___ SUPPLIED MATERIAL

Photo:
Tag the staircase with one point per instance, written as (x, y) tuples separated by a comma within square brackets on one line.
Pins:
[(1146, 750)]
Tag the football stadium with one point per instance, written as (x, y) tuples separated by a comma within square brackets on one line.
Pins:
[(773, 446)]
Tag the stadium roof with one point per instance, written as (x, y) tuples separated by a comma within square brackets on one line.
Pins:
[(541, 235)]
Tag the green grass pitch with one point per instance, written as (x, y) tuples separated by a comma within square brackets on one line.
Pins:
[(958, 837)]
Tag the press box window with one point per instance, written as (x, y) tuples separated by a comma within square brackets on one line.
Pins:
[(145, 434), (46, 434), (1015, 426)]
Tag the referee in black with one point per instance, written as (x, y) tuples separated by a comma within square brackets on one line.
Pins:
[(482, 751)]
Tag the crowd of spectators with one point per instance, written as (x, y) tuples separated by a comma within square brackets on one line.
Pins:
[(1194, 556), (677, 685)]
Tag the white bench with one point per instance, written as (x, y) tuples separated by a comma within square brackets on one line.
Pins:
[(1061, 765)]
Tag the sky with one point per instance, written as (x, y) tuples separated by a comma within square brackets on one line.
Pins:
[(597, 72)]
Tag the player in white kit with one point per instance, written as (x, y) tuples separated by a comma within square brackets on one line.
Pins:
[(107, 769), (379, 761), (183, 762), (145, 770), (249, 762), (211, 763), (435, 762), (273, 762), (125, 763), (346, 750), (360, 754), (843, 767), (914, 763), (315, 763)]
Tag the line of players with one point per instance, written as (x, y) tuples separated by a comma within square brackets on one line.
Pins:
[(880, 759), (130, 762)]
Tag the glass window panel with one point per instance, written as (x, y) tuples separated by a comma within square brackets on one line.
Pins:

______

**EXERCISE**
Only the lines from the one with "Tag the player" to the end of the entries above belong in your answer. Retype them exactly.

**EXERCISE RESULT**
Tag the player in white kit with one point per instance, written as (x, y) tuples separated by a comma within square brackets on one line.
Pins:
[(107, 769), (379, 761), (183, 762), (145, 770), (249, 762), (211, 763), (435, 762), (273, 762), (125, 763), (346, 750), (360, 754), (843, 767), (914, 763), (315, 763)]
Tag the line of players with one point per instance, written as (x, y) tuples separated by a comma within square brackets on one line.
Pins:
[(880, 759), (130, 762)]
Tag the glass window panel with one point per instance, written as (x, y) tuples separated by a comma within square brackets on one line.
Pins:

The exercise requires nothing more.